- **Task input**

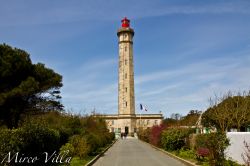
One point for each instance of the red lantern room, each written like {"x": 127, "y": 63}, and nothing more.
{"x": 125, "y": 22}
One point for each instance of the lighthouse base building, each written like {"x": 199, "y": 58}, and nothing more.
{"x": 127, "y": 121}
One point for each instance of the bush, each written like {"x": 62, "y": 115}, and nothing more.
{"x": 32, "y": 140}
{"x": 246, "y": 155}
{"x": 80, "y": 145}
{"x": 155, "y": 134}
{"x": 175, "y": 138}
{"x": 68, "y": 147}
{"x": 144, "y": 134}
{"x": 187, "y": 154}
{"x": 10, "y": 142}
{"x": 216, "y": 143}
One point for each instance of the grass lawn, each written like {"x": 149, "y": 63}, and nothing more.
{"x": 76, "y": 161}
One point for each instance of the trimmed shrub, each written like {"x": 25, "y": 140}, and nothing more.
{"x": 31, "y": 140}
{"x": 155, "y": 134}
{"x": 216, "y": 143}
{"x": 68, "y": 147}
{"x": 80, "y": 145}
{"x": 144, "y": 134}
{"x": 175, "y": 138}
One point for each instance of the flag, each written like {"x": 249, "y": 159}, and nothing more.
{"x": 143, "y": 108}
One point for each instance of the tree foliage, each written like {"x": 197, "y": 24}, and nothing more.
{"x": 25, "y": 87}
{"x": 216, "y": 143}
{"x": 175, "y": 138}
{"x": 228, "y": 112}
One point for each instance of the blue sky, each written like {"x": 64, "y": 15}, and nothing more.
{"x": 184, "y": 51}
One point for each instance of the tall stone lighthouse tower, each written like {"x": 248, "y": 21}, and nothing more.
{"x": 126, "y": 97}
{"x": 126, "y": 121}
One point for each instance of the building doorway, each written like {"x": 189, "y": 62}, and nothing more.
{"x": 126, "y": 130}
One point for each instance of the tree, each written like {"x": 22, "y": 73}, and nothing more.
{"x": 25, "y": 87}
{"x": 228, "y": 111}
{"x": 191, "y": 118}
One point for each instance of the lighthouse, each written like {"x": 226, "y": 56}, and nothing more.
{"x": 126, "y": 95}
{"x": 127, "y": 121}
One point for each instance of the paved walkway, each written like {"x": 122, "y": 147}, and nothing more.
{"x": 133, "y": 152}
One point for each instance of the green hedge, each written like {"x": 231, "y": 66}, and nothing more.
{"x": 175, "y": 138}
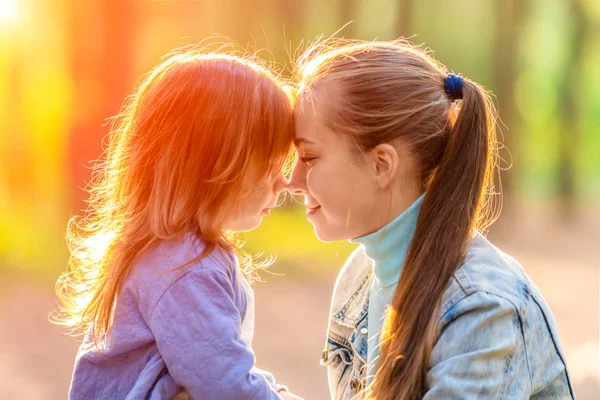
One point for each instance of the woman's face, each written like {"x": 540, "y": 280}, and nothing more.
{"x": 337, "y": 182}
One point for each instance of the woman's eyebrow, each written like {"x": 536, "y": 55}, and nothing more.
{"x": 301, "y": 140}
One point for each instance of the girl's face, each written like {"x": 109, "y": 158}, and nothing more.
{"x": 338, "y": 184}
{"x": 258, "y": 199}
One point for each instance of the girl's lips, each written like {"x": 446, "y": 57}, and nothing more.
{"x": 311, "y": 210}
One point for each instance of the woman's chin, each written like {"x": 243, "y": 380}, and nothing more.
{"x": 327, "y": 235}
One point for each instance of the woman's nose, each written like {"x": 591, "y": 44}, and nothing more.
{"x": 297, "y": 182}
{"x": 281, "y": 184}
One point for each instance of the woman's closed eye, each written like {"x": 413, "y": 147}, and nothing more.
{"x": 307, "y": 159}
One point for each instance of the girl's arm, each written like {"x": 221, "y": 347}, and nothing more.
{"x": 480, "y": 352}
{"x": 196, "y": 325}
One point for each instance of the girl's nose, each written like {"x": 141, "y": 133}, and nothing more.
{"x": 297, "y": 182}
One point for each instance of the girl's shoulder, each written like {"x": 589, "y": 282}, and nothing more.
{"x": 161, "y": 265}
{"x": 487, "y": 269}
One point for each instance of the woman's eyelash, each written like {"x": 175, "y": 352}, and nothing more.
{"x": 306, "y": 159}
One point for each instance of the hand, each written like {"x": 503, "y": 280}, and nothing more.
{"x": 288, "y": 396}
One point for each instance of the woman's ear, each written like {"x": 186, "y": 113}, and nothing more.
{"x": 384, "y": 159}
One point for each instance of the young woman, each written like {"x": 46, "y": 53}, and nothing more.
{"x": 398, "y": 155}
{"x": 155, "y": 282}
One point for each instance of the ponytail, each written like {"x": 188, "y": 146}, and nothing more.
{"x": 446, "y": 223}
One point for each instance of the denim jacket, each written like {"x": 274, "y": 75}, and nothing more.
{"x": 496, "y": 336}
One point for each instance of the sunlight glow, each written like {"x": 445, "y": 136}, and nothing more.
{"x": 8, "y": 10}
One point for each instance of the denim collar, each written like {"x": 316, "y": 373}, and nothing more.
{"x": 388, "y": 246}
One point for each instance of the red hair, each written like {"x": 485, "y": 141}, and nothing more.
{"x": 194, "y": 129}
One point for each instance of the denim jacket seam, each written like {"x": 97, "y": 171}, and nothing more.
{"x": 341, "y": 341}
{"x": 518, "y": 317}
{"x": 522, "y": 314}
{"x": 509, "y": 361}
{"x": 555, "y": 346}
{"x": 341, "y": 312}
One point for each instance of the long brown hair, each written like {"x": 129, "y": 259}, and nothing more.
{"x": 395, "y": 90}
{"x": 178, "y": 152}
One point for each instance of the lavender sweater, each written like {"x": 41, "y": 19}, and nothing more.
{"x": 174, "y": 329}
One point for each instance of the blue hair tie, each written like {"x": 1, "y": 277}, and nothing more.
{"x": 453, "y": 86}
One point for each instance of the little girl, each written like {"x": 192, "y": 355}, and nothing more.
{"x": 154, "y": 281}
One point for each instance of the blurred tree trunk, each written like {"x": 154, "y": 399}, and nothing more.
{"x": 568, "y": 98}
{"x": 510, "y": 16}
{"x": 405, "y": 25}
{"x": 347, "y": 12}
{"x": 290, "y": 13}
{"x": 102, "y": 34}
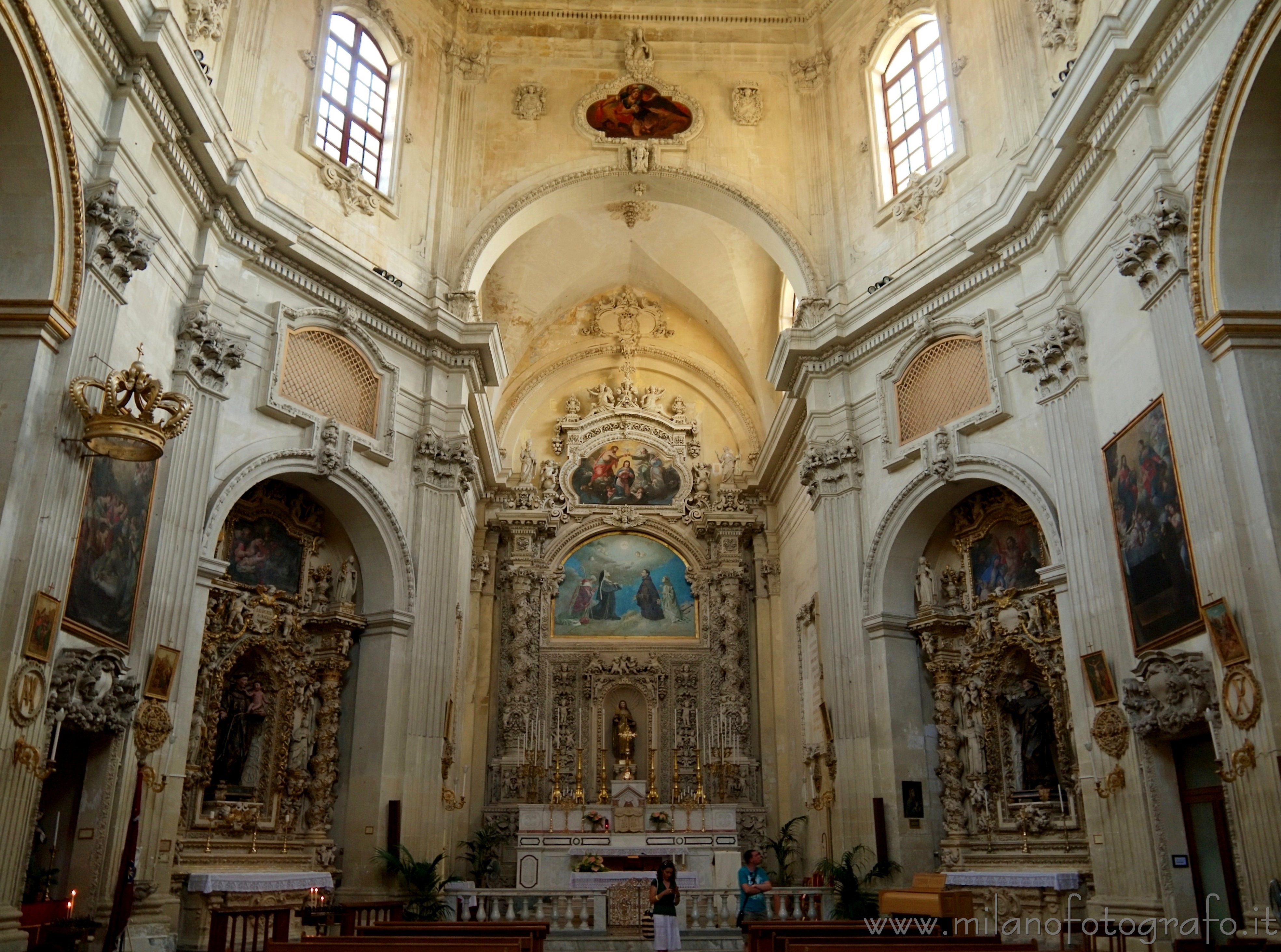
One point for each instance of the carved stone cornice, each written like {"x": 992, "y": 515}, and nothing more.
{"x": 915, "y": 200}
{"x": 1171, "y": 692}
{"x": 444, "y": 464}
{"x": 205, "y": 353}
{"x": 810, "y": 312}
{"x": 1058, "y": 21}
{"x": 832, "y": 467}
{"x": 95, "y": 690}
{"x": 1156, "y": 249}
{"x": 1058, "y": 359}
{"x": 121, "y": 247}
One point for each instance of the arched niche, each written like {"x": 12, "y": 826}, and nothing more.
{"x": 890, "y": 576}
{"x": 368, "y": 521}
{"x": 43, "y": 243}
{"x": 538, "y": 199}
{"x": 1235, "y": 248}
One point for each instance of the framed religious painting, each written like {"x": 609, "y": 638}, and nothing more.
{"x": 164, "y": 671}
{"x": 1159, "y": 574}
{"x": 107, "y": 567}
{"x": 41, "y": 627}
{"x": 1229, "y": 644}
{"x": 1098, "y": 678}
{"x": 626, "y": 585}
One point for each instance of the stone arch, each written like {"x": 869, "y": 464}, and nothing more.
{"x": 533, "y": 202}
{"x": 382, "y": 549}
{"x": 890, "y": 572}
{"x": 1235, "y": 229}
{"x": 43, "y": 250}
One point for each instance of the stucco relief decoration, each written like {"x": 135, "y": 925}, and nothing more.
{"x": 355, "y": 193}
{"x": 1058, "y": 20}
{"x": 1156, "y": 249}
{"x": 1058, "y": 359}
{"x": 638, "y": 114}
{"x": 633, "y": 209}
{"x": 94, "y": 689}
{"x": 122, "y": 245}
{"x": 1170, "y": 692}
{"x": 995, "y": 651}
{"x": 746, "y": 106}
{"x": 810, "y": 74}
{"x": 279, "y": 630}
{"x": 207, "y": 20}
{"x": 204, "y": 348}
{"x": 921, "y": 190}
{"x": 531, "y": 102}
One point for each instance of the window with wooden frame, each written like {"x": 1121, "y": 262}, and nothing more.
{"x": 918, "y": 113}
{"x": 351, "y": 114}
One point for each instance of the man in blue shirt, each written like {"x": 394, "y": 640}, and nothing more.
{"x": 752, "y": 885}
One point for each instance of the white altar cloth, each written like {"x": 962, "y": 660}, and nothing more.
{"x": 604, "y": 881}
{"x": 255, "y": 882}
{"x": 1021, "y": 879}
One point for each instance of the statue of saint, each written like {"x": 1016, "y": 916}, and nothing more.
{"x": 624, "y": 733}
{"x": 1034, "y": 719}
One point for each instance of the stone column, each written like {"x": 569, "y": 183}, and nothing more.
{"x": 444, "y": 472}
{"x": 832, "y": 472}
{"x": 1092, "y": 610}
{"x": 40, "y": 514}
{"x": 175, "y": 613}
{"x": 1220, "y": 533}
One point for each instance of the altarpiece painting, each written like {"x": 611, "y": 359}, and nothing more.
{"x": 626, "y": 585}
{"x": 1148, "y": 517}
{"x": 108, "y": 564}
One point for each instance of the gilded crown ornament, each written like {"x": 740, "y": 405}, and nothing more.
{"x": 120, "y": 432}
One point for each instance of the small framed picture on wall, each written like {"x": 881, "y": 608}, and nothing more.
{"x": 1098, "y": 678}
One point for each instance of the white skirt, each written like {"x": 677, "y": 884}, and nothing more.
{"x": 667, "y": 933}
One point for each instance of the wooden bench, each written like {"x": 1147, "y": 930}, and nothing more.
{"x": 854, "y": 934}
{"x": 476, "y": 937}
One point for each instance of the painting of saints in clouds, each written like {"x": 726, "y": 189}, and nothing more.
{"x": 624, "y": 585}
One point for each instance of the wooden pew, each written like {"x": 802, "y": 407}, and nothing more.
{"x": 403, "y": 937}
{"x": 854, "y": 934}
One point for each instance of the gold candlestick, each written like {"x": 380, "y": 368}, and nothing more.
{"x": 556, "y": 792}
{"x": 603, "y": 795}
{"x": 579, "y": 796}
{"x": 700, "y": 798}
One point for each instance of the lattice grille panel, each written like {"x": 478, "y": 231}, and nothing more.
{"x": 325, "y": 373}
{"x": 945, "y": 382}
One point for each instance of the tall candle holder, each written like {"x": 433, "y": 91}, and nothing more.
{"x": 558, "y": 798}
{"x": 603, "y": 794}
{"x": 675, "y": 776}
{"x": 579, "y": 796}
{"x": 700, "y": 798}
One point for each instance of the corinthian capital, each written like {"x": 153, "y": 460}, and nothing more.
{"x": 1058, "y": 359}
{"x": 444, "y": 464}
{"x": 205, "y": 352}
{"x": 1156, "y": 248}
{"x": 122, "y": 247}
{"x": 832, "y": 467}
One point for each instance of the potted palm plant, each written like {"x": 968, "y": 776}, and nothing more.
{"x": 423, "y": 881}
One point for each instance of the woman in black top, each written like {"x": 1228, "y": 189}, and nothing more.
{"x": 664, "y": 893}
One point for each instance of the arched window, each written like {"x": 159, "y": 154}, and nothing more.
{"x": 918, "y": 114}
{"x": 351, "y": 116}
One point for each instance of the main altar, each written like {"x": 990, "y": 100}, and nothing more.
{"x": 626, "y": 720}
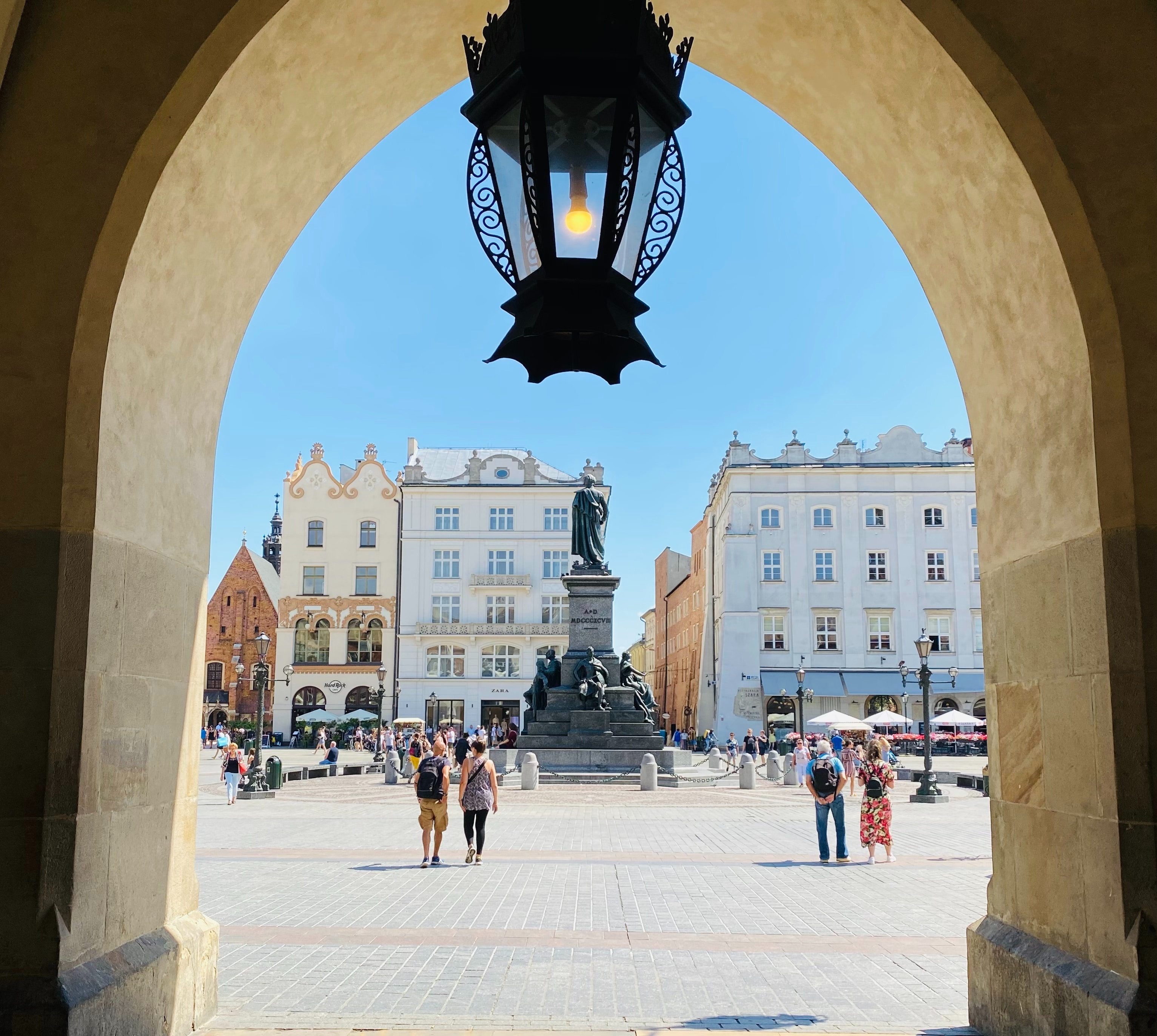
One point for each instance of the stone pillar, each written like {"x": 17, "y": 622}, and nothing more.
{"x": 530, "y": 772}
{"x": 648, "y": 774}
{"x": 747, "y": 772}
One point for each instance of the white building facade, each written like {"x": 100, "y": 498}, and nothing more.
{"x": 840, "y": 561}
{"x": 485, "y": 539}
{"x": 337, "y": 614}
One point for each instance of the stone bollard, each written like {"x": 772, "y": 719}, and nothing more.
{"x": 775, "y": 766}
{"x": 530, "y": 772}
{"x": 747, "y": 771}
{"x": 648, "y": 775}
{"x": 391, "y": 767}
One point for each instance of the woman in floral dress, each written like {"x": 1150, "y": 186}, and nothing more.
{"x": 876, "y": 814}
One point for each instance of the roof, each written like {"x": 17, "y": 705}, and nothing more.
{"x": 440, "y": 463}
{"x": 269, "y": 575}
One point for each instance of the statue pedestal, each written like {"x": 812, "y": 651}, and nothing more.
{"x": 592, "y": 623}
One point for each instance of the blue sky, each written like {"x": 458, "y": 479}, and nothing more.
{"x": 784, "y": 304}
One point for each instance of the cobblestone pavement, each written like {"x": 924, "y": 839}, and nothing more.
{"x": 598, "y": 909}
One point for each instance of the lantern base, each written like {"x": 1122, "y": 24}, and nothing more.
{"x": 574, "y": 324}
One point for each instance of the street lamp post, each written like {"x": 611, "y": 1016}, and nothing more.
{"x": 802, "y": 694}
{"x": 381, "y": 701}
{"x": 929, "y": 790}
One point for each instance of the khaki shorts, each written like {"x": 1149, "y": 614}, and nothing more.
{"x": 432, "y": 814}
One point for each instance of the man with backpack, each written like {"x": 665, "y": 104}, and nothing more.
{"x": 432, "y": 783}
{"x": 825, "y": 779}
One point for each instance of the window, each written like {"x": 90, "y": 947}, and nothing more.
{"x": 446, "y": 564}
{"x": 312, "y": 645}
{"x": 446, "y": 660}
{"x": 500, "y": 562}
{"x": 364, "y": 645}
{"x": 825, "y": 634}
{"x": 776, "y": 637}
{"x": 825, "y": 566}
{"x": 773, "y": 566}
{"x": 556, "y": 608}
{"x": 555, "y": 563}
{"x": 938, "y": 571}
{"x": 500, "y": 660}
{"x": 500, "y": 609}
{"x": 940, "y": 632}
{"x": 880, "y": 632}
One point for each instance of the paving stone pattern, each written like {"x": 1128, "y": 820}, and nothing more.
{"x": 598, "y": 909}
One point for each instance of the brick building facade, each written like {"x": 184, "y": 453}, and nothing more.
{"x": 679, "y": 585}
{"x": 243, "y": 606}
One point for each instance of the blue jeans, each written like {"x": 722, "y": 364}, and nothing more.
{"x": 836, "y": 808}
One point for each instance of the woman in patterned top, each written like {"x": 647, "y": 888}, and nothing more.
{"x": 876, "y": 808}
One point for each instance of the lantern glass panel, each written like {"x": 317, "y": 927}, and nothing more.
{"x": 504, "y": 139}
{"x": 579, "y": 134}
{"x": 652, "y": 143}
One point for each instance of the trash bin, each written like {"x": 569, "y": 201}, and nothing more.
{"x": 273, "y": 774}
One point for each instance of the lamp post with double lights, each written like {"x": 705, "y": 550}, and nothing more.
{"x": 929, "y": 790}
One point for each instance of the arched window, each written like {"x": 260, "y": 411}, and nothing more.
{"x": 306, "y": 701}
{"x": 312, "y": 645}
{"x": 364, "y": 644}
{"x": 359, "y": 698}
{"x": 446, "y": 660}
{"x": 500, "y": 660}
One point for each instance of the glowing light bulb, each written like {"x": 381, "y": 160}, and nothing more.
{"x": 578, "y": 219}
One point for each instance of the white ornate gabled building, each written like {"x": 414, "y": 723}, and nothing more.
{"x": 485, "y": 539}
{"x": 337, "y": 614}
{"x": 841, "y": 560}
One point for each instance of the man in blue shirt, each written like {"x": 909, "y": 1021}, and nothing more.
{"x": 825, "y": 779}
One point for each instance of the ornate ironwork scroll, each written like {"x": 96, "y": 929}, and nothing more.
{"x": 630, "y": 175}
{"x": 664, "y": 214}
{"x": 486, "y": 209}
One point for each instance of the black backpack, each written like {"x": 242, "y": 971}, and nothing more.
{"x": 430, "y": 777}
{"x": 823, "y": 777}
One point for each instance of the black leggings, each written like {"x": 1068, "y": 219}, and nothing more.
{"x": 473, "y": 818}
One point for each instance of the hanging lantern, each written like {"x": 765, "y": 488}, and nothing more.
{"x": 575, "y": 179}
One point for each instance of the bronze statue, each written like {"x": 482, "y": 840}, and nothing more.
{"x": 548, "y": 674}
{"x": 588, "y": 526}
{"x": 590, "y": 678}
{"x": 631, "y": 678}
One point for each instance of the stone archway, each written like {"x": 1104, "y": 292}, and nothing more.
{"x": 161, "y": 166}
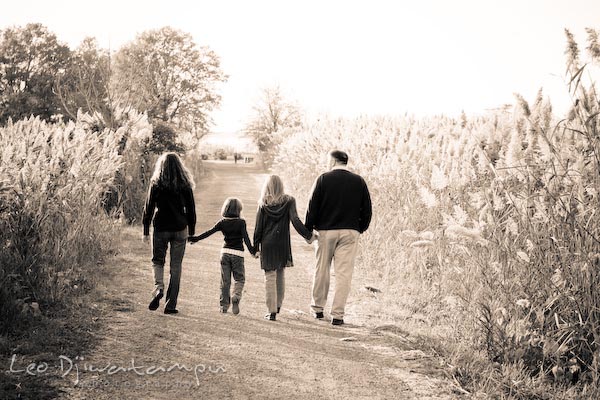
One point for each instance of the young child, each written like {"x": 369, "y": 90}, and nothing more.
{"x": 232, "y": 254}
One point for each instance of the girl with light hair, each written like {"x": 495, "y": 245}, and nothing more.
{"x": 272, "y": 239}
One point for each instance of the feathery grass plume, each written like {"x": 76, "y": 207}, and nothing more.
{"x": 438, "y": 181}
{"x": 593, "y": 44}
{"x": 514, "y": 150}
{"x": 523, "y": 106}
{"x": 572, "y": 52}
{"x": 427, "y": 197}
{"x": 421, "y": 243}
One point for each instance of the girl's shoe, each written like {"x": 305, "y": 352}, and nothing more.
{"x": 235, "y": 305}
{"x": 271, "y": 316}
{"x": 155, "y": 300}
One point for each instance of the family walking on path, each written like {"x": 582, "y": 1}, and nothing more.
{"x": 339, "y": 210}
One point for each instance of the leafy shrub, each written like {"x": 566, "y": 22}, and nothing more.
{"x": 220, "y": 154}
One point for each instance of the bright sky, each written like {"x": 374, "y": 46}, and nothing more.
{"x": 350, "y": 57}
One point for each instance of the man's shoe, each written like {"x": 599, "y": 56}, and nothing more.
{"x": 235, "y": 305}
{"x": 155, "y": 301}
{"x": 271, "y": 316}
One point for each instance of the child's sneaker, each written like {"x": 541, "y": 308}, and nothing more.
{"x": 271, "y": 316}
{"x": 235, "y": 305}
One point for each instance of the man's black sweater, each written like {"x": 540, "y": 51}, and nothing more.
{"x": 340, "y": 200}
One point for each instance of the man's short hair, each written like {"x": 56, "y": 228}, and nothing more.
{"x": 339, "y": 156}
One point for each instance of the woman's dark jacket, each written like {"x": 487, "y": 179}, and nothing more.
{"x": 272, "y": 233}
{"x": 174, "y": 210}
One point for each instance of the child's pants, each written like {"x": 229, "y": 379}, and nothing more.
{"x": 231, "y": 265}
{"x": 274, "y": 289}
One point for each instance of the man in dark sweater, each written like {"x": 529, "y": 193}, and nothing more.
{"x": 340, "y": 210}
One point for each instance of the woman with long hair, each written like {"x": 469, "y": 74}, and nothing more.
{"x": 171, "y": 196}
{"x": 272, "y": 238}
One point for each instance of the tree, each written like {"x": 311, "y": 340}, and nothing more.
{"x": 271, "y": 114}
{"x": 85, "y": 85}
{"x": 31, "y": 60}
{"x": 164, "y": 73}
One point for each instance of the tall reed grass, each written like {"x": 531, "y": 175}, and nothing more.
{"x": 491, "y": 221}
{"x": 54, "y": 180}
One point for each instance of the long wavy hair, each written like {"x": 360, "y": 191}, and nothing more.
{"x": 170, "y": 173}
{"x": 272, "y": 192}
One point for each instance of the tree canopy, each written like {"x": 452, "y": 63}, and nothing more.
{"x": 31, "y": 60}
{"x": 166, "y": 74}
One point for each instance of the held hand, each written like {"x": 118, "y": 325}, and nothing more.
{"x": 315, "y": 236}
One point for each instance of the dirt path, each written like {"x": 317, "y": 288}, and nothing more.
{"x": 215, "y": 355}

- **Required task**
Output exactly the lines from the one containing "One point for each instance of the woman's dark" through the last line of the entries, both ends included.

- **Correct response**
One point for each instance of the woman's dark jacket, each written like {"x": 487, "y": 179}, and nothing more.
{"x": 272, "y": 233}
{"x": 174, "y": 210}
One point for each instance of the child's pants, each written like {"x": 229, "y": 379}, and nothing more.
{"x": 231, "y": 265}
{"x": 274, "y": 289}
One point for each instance of the man in dark sweater, each written like {"x": 529, "y": 193}, and nothing more.
{"x": 340, "y": 210}
One point for each instance of the woman with long hair, each written like {"x": 469, "y": 74}, and nothing more.
{"x": 171, "y": 196}
{"x": 272, "y": 238}
One point for each instance of the tree, each written like {"x": 311, "y": 340}, and nothing more.
{"x": 271, "y": 114}
{"x": 85, "y": 85}
{"x": 31, "y": 60}
{"x": 164, "y": 73}
One point for each instance of the tall reed grass, each written like {"x": 531, "y": 175}, and nothing more.
{"x": 491, "y": 221}
{"x": 54, "y": 180}
One point for each instance of the long wavy hair, each written like {"x": 360, "y": 191}, and nothing more.
{"x": 170, "y": 173}
{"x": 272, "y": 192}
One point for each instance of the tree canopy, each written like {"x": 452, "y": 63}, and nothing more.
{"x": 31, "y": 60}
{"x": 166, "y": 74}
One point for each instance of the held hand, each written like {"x": 118, "y": 325}, and nothing more.
{"x": 315, "y": 236}
One point for each instance of the dirt path, each written like {"x": 317, "y": 288}, and nothing more.
{"x": 215, "y": 355}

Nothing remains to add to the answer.